Copy out every one of the entries below, line for line and without any changes, and leave out the pictures.

___ RECORDS TO PROCESS ___

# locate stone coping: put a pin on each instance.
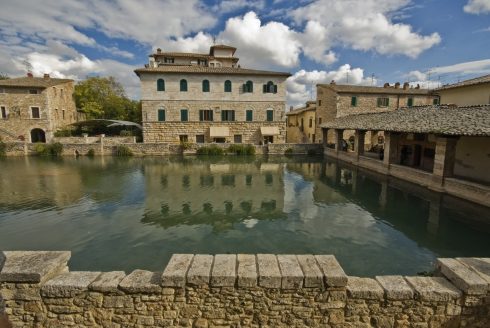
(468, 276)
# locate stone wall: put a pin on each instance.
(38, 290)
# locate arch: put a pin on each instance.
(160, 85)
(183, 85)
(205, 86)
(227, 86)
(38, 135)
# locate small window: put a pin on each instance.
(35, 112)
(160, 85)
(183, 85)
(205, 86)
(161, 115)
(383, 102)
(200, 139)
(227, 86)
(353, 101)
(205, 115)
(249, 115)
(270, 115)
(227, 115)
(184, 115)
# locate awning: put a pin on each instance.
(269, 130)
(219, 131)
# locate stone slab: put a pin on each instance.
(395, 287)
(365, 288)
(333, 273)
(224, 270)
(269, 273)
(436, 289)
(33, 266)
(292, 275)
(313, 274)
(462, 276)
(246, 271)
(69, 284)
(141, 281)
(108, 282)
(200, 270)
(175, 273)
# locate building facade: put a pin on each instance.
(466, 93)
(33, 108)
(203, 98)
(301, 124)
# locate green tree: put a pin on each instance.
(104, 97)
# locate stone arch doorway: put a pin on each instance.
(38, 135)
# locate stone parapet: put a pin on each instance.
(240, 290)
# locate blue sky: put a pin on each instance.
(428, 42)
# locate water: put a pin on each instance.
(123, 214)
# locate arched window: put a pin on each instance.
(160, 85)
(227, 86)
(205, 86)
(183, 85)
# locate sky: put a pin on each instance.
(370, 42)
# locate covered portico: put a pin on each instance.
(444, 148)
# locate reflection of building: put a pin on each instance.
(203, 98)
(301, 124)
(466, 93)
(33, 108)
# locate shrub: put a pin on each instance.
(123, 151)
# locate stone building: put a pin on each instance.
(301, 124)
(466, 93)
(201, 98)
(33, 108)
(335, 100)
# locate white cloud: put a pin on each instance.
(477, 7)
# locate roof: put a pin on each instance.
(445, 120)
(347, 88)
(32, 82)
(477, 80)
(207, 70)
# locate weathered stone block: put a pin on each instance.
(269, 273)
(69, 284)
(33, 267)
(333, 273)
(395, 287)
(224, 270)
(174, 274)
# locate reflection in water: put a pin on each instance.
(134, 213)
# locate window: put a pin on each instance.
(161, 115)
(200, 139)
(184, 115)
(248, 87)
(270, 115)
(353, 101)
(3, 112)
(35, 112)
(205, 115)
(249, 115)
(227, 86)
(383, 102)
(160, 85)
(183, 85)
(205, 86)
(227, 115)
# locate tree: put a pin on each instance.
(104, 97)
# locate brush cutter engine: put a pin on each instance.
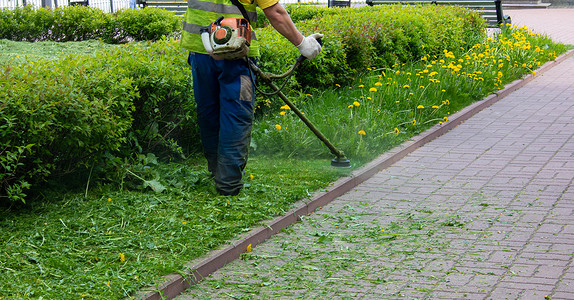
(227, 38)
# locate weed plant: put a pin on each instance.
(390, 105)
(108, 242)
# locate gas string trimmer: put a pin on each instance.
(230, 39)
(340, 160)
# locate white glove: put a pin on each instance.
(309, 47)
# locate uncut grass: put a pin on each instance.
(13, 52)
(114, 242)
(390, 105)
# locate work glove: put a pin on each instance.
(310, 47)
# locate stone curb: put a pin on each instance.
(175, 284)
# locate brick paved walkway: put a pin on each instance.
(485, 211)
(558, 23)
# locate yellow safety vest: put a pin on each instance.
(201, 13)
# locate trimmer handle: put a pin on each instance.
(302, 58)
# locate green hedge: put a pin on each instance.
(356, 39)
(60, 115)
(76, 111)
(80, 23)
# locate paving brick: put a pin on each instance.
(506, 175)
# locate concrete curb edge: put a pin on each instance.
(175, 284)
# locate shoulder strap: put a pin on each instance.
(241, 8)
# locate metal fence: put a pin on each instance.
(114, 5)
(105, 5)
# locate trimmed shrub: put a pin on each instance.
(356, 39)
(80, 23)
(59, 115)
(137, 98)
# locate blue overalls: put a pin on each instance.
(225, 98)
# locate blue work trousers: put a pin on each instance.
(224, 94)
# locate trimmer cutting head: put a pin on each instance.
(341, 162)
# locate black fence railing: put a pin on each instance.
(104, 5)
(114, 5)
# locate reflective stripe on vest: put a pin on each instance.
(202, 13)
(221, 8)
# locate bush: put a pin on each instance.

___

ANSWER TO THE EXERCISE:
# locate stone coping: put a pin on each instance.
(468, 276)
# locate stone wall: put a pin on each instance.
(38, 290)
# locate arch: put a pin on each instance.
(160, 85)
(183, 85)
(205, 86)
(227, 86)
(38, 135)
# locate small window: put a pin on each instance.
(35, 112)
(160, 85)
(183, 85)
(205, 86)
(161, 115)
(383, 102)
(200, 139)
(227, 86)
(353, 101)
(205, 115)
(249, 115)
(270, 115)
(227, 115)
(184, 115)
# locate awning: put a pin on each instance.
(269, 130)
(219, 131)
# locate stone slab: put a pin on each instance.
(395, 287)
(365, 288)
(333, 273)
(224, 270)
(269, 273)
(436, 289)
(33, 266)
(292, 275)
(313, 274)
(462, 276)
(246, 271)
(69, 284)
(141, 281)
(108, 282)
(200, 270)
(175, 273)
# locate building facade: put a pin on each instance.
(466, 93)
(33, 108)
(203, 98)
(301, 124)
# locate green tree: put a pin on each instance.
(104, 97)
# locate stone arch doorway: put a pin on each instance.
(38, 135)
# locate stone parapet: put a pin on each instance.
(240, 290)
# locate blue sky: put a pin on each instance.
(428, 42)
# locate water: put a pin on each instance.
(123, 214)
# locate arched window: put a pin on each instance.
(160, 85)
(227, 86)
(205, 86)
(183, 85)
# locate sky: put a pin on each instance.
(370, 42)
# locate covered portico: put a pin on each instance.
(444, 148)
# locate reflection of building: put a pin on each instance.
(203, 98)
(301, 124)
(466, 93)
(33, 108)
# locate shrub: put a pin on each instance.
(123, 151)
# locate stone building: put a pin on each instance.
(301, 124)
(466, 93)
(201, 98)
(33, 108)
(335, 100)
# locate white cloud: put a pin on each instance.
(477, 7)
# locate roof: put a pin on each instance.
(445, 120)
(347, 88)
(32, 82)
(477, 80)
(207, 70)
# locate weathered stone block: put a pin on each instance.
(269, 273)
(69, 284)
(33, 267)
(333, 273)
(395, 287)
(224, 270)
(174, 274)
# locate reflection in water: put a pin on each instance.
(134, 213)
# locate window: put a pin on each instance.
(161, 115)
(200, 139)
(184, 115)
(248, 87)
(270, 115)
(353, 101)
(3, 112)
(35, 112)
(205, 115)
(249, 115)
(227, 86)
(383, 102)
(160, 85)
(183, 85)
(205, 86)
(227, 115)
# locate tree: put a pin on each instance.
(104, 97)
# locate brush cutter engine: put a pin on each instance.
(227, 38)
# locate weed plant: put a pin on each instance.
(390, 105)
(108, 242)
# locate gas string trimmer: put a pin on each instance.
(230, 39)
(340, 160)
# locate white glove: put a pin on each instance.
(309, 47)
# locate uncut grass: put a pin on each instance.
(13, 52)
(114, 242)
(390, 105)
# locate work glove: put a pin on each instance.
(310, 47)
# locate stone curb: put a pin on each instance.
(175, 284)
# locate brick paved walkway: put a pin on each instance.
(485, 211)
(558, 23)
# locate yellow safety vest: put a pin on each instance.
(201, 13)
# locate trimmer handle: put a pin on each instance.
(302, 58)
# locate green hedge: put a pin on each instance.
(356, 39)
(60, 115)
(76, 111)
(80, 23)
# locate paving brick: put a pin on each instance.
(506, 175)
# locate concrete curb edge: put a pin on each instance.
(175, 284)
# locate shoulder strap: put a pin on each instance.
(241, 8)
# locate metal fence: put a pin on each instance.
(114, 5)
(105, 5)
# locate trimmed shrub: put a pin on each instance.
(356, 39)
(80, 23)
(59, 115)
(137, 98)
# locate blue overalls: put a pin on each instance.
(225, 98)
# locate blue work trousers: put a pin on each instance.
(224, 94)
# locate trimmer cutting head: put a pin on each instance.
(341, 162)
# locate black fence railing: put a pin on each instance.
(104, 5)
(114, 5)
# locate reflective stripe on vest: put a pin on each instance.
(202, 13)
(221, 8)
# locate bush: put a pin on each instance.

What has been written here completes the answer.